--- Records for this exercise Enclosed Below ---
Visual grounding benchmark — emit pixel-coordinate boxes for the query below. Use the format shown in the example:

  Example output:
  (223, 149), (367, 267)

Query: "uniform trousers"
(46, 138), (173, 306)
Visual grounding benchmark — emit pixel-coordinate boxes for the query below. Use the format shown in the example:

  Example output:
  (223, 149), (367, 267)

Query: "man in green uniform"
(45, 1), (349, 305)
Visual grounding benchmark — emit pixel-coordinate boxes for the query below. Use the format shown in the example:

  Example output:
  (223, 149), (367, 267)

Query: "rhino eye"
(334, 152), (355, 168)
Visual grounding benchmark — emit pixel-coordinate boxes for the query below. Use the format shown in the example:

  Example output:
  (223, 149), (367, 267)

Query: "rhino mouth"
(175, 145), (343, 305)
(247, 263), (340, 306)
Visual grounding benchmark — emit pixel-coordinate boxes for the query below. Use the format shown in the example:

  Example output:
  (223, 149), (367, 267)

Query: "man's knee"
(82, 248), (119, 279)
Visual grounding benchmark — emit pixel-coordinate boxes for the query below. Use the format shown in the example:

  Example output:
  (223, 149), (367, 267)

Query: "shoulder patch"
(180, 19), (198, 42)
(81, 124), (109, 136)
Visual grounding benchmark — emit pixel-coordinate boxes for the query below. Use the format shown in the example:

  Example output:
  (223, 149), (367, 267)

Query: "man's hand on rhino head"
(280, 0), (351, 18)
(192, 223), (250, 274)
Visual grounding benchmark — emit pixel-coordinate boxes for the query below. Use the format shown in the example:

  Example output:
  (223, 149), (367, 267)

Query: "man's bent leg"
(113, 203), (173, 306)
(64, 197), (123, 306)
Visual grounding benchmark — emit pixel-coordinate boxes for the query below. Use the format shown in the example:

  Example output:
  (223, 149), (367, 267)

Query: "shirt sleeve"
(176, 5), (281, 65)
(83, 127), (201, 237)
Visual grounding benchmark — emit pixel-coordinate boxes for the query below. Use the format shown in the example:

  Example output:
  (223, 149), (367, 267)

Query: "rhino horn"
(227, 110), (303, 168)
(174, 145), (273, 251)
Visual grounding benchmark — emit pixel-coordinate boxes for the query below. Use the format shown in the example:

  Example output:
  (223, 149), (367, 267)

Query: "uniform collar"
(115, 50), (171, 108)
--- End of Enclosed Records for this exercise ---
▶ **What needs to be done**:
Set the records above down again, exactly as they read.

▶ **Written answer**:
Visual grounding benchmark — emit pixel-coordinate boxes for the query below. Use the format shown in the example:

  Example output:
  (223, 149), (367, 267)

Query: "uniform trousers"
(46, 138), (173, 306)
Visual grounding benchmark — emit pixel-coordinate boxes for the query below. Use the format shown in the example:

  Example output:
  (223, 149), (367, 267)

Query: "man in green uniform"
(45, 1), (349, 305)
Visual grounding benchmark — emit pixel-coordinate boxes for the query below. Use the format shown in the example:

  Example output:
  (223, 149), (367, 267)

Query: "rhino eye"
(334, 152), (355, 168)
Visual grounding benchmark — emit pixel-coordinate boxes for the query below. Use the format shown in the example:

  Example output:
  (223, 149), (367, 267)

Query: "rhino mouth"
(175, 145), (343, 305)
(247, 263), (340, 306)
Visual grounding benchmark — emit pixel-coordinate boxes for the query below. Use the format shown in the example:

  Example output:
  (223, 149), (367, 267)

Query: "man's knee"
(82, 248), (119, 279)
Visual grounding benchmark — emit pixel-coordinate boxes for the query below. Use the format shown in the example:

  Example output:
  (223, 149), (367, 267)

Query: "shoulder patch"
(180, 19), (198, 42)
(81, 124), (109, 136)
Visual grounding benchmark — emit pixel-coordinate boxes for the query below. Use the format shown in the example:

  Example output:
  (223, 149), (367, 267)

Query: "man's hand on rhino head"
(280, 0), (351, 18)
(192, 223), (250, 274)
Visual grounding benchmark — emit pixel-coordinate boxes for the query below. Use the format shown in the example:

  Example output:
  (223, 149), (367, 267)

Query: "man's bent leg"
(113, 203), (173, 306)
(64, 197), (123, 306)
Visual grounding benchmark — emit pixel-coordinate boxes for the query below. Use the format shown in the example:

  Example output:
  (223, 149), (367, 267)

Query: "shirt sleeve"
(176, 5), (281, 65)
(83, 127), (201, 237)
Visual grounding benchmark — emit pixel-coordinate boxes for the query below. Use the format shown in the example:

  Example output:
  (223, 149), (367, 267)

Query: "rhino horn"
(227, 110), (303, 168)
(174, 145), (273, 251)
Visual grounding benchmark — emit pixel-coordinate boxes for the query below. Use the format shown in the example:

  Example output:
  (223, 149), (367, 267)

Query: "uniform collar"
(115, 50), (171, 108)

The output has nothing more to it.